• STATED PROBLEM A: Reproduce the following passage on the Madrid quarterfinals word for word, in its entirety.

• SOURCE PASSAGE:
Lifting the lid to the magic box, we catch sight of several familiar faces on Friday but not quite the cast that one initially expected to assemble at this stage.  We examine the quarterfinals in the semi-predictable ATP draw and its wildly unpredictable WTA counterpart.

Nadal vs. Llodra:  From the outset, one expected the defending champion to reach a quarterfinal in which he would face a lefty with an affinity for charging the net and a brazen, occasionally dubious shot selection.  But one did not expect the aging Llodra to record the finest clay performance of his career, supplanting the eighth-seeded Melzer in an anarchic corner of the draw.  Llodra’s achievement speaks not only to his talent but to the atypical surface and conditions in Madrid, the slickest clay court that one will ever encounter.  Spared from undue exertion by Del Potro’s untimely injury, Nadal has played only one match this week.  Although Llodra upset a weary Djokovic last fall at the Paris Indoors, he surely cannot hope to win more than a handful of games from the world #1.  Swifter than the surface of Court Philippe Chatrier, the Manolo Santana Stadium nevertheless remains a clay court and thus as lethal for most of Rafa’s challengers as the Colosseum for the Christians of ancient Rome.

• STATED PROBLEM B: Give the lines of the records again, starting with the line containing "In the picture above, where can the elbow" and continuing through the end of the records, with "elbow" renamed to "forearm" and everything else unchanged. Omit the pictures from your answer.

• MATERIALS PROVIDED:
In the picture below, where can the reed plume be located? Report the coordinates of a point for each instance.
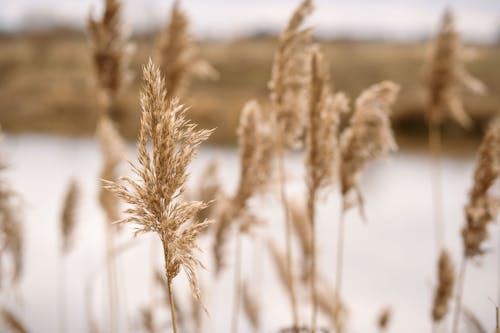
(368, 137)
(444, 289)
(446, 75)
(12, 322)
(68, 215)
(178, 55)
(154, 198)
(482, 207)
(111, 54)
(384, 319)
(288, 90)
(321, 149)
(256, 161)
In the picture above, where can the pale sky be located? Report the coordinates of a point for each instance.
(478, 20)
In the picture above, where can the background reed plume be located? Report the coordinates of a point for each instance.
(321, 149)
(178, 56)
(446, 76)
(154, 197)
(68, 215)
(482, 207)
(288, 90)
(368, 137)
(111, 54)
(11, 245)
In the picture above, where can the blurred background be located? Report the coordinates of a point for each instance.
(46, 77)
(49, 111)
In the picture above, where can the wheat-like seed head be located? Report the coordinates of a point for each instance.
(323, 121)
(155, 197)
(113, 152)
(368, 137)
(482, 208)
(12, 322)
(444, 289)
(68, 215)
(290, 77)
(446, 75)
(111, 52)
(178, 56)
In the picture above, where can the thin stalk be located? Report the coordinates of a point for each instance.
(288, 232)
(111, 279)
(458, 300)
(340, 256)
(170, 296)
(311, 214)
(237, 285)
(437, 190)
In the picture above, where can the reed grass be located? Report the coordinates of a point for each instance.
(154, 198)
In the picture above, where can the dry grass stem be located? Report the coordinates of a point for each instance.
(178, 56)
(446, 75)
(155, 197)
(68, 216)
(113, 152)
(368, 137)
(444, 289)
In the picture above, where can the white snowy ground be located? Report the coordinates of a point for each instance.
(388, 261)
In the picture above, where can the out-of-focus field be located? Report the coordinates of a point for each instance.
(46, 83)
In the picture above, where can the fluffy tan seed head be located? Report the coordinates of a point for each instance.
(290, 76)
(178, 56)
(444, 289)
(368, 137)
(446, 75)
(111, 52)
(154, 196)
(68, 215)
(482, 207)
(323, 122)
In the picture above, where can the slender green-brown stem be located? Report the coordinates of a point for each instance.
(111, 277)
(237, 285)
(340, 256)
(437, 191)
(458, 299)
(311, 215)
(288, 233)
(169, 286)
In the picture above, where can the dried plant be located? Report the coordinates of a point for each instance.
(321, 148)
(444, 289)
(156, 204)
(111, 53)
(288, 90)
(11, 237)
(368, 137)
(384, 319)
(256, 160)
(446, 75)
(482, 207)
(12, 322)
(290, 76)
(113, 152)
(68, 215)
(178, 56)
(251, 307)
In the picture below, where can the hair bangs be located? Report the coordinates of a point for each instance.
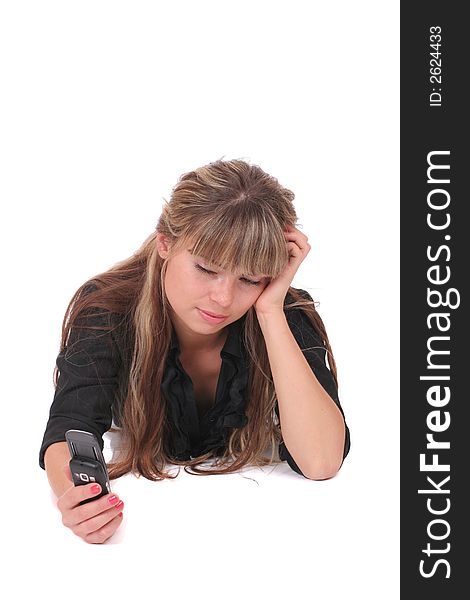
(245, 246)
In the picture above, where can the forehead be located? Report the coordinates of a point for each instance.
(220, 267)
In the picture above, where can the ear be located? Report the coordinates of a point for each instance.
(163, 245)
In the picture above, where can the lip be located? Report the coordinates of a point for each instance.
(211, 318)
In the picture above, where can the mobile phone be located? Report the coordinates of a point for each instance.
(87, 463)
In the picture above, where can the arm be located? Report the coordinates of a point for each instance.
(57, 456)
(88, 380)
(312, 425)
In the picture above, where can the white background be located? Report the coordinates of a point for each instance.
(103, 106)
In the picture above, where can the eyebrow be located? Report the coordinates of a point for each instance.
(220, 267)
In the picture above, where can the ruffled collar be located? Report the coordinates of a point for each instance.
(191, 436)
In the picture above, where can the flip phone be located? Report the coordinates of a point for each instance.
(87, 463)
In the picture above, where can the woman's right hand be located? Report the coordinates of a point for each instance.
(94, 522)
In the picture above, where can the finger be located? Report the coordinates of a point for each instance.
(100, 528)
(90, 510)
(74, 495)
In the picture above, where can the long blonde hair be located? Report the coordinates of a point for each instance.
(235, 214)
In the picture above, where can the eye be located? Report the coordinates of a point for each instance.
(244, 279)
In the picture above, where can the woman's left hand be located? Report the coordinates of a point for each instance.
(273, 295)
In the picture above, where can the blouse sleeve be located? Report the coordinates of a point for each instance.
(88, 379)
(315, 353)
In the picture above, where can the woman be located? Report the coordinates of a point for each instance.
(197, 347)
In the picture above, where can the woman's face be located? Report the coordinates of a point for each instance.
(192, 285)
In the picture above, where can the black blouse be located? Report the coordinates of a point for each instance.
(91, 369)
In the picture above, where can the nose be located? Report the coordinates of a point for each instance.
(222, 292)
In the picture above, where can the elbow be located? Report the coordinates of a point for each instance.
(321, 470)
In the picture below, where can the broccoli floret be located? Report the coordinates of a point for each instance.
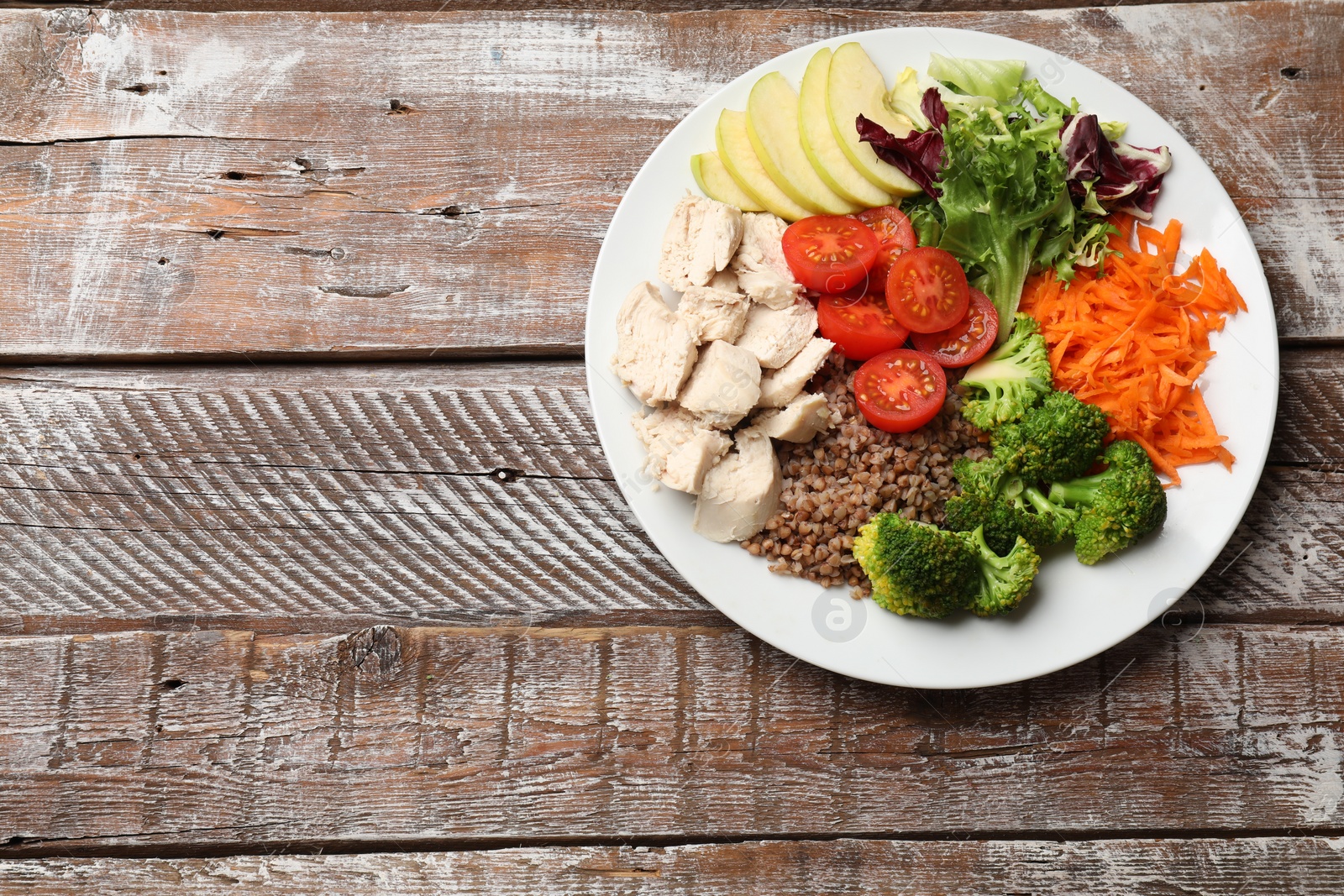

• EXPECTED OUTPUT A:
Lifting the lid to the magic box, we catch sight of several familiar faces on Friday but not quite the cast that one initially expected to assemble at this stage.  We examine the quarterfinals in the semi-predictable ATP draw and its wildly unpredictable WTA counterpart.

Nadal vs. Llodra:  From the outset, one expected the defending champion to reach a quarterfinal in which he would face a lefty with an affinity for charging the net and a brazen, occasionally dubious shot selection.  But one did not expect the aging Llodra to record the finest clay performance of his career, supplanting the eighth-seeded Melzer in an anarchic corner of the draw.  Llodra’s achievement speaks not only to his talent but to the atypical surface and conditions in Madrid, the slickest clay court that one will ever encounter.  Spared from undue exertion by Del Potro’s untimely injury, Nadal has played only one match this week.  Although Llodra upset a weary Djokovic last fall at the Paris Indoors, he surely cannot hope to win more than a handful of games from the world #1.  Swifter than the surface of Court Philippe Chatrier, the Manolo Santana Stadium nevertheless remains a clay court and thus as lethal for most of Rafa’s challengers as the Colosseum for the Christians of ancient Rome.

• EXPECTED OUTPUT B:
In the picture above, where can the forearm be located? Report the coordinates of a point for each instance.
(321, 470)
In the picture below, where can the broccoli floret be located? Report the coordinates of a point for each instance.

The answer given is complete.